I cannot remember the blog posts I’ve read any more than the meals I’ve eaten; even so, they’ve made me.
It’s a good reminder to be mindful of my content diet — you are what you eat read, even if you don’t always remember it.
Source: You Are What You Read, Even If You Don’t Always Remember It by Jim Nielsen
In a short post, Jim Nielsen reflects upon the purpose of reading, that being to expand your thinking. This thinking was in part inspired by Dave Rupert’s discussion of ideas over facts and how we check these.
The goal of a book isn’t to get to the last page, it’s to expand your thinking.
Source: How do you verify that? by Dave Rupert
This reminds me of something Amy Burvall once suggested:
“in order to connect dots, one must first have the dots”
Source: #rawthought: On Ditching the (Dangerous) Dichotomy Between Content Knowledge and Creativity by Amy Burvall)
The challenge that both Nielsen and Rupert touch on is that we are not always conscious or critical of the ideas (or dots) as we consume them, even so they make us who we are:
I cannot remember the blog posts I’ve read any more than the meals I’ve eaten; even so, they’ve made me.

§ DATASET EXTRACT:
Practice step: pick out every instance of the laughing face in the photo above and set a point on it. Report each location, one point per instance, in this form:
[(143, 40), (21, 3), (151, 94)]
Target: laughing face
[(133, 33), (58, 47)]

§ DIRECTIVES:
1. In the post on reading, what does Amy Burvall say one must first have in order to connect dots?
2. Continue the post about reading and remembering, picking up after its last line.

§ PER-TASK ANSWERS:
1. One must first have the dots.

2.
It’s a good reminder to be mindful of my content diet — you are what you
eatread, even if you don’t always remember it.
Source: You Are What You Read, Even If You Don’t Always Remember It by Jim Nielsen
This is based on a quote from Ralph Waldo Emerson:
I cannot remember the books I’ve read any more than the meals I have eaten; even so, they have made me.
For me, the notion of unconscious ideas harks back to something J. Hillis Miller once said about the ethics of reading:
As we read we compose, without thinking about it, a kind of running commentary or marginal jotting that adds more words to the words on the page. There is always already writing as the accompaniment to reading.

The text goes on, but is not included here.